» **What is being asked**:
Copy every entry as is. Leave images out.

(Collected data entries)
# # #

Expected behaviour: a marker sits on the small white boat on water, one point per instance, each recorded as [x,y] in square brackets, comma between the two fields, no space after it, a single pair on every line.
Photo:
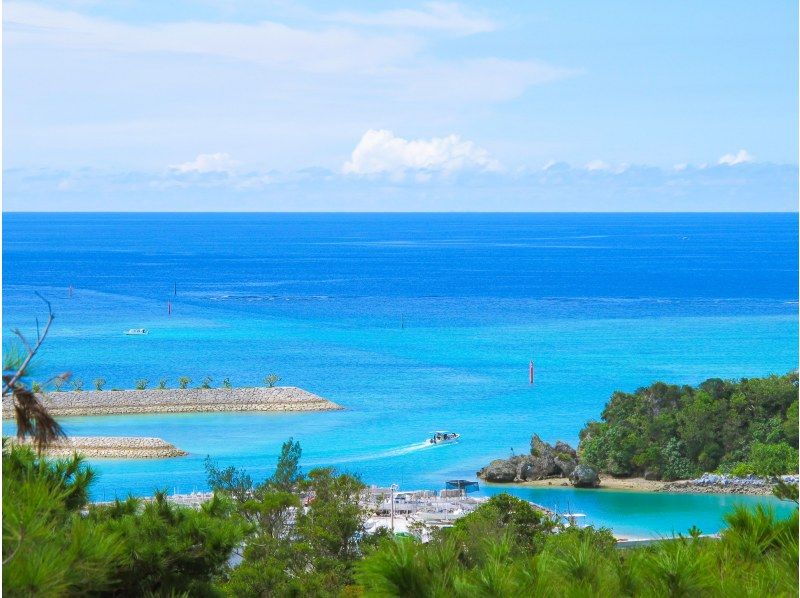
[443,437]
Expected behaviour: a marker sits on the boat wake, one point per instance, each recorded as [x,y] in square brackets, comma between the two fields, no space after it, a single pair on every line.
[385,454]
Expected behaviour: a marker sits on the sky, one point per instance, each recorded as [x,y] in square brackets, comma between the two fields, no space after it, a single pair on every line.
[121,105]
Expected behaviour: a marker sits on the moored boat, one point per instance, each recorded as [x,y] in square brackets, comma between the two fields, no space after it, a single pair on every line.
[443,437]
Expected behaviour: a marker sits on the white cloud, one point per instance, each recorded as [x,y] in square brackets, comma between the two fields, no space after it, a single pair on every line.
[205,163]
[380,152]
[740,157]
[443,16]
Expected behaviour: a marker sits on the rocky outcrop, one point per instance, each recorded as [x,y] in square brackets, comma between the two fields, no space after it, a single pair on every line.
[544,461]
[177,400]
[110,447]
[505,470]
[584,476]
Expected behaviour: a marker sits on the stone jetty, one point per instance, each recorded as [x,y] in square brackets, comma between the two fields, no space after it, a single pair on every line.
[111,447]
[183,400]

# # #

» **Answer to the exercise**:
Expected behaviour: a marker sits on the small white boat on water, one point per instance, each recorded as [x,y] in square brackets, comma between the two fields, no space after it, a single pair on every line.
Photo:
[443,437]
Expected behaviour: a marker sits on the boat wake, one point per instance, each recorded as [x,y] in square brackets, comma between the two fields, no space after it, a single pair on every line.
[385,454]
Expected behaviour: a marker sits on the sky, one point per instance, each recorded as [x,y] in square brackets, comma between the two fields, no space after it, a single pair on every line.
[121,105]
Expected behaviour: a marker sits on the moored boat, one point per instance, each recorded as [x,y] in square brackets, comma between the two fields, no space after it, a single pair on every line.
[443,437]
Expected behaviour: a marker sits on the white cloud, one point per instance, each recorded as [x,y] in square brackets, comma between the two fields, no space after it, a single pair on every line.
[205,163]
[380,152]
[740,157]
[443,16]
Expected behaviour: a marker sits on the rocky outcrop, one point per instance, each recorded as [x,y] in square brackets, comma between the two fields, no space after it, a single pair on every line.
[544,461]
[177,400]
[110,447]
[505,470]
[584,476]
Expected behaviour: a marker sits on the stone jetty, one point per instance, each recorded as [x,y] in square brackets, comma between the two fields, no space after it, a single pair on every line.
[111,447]
[183,400]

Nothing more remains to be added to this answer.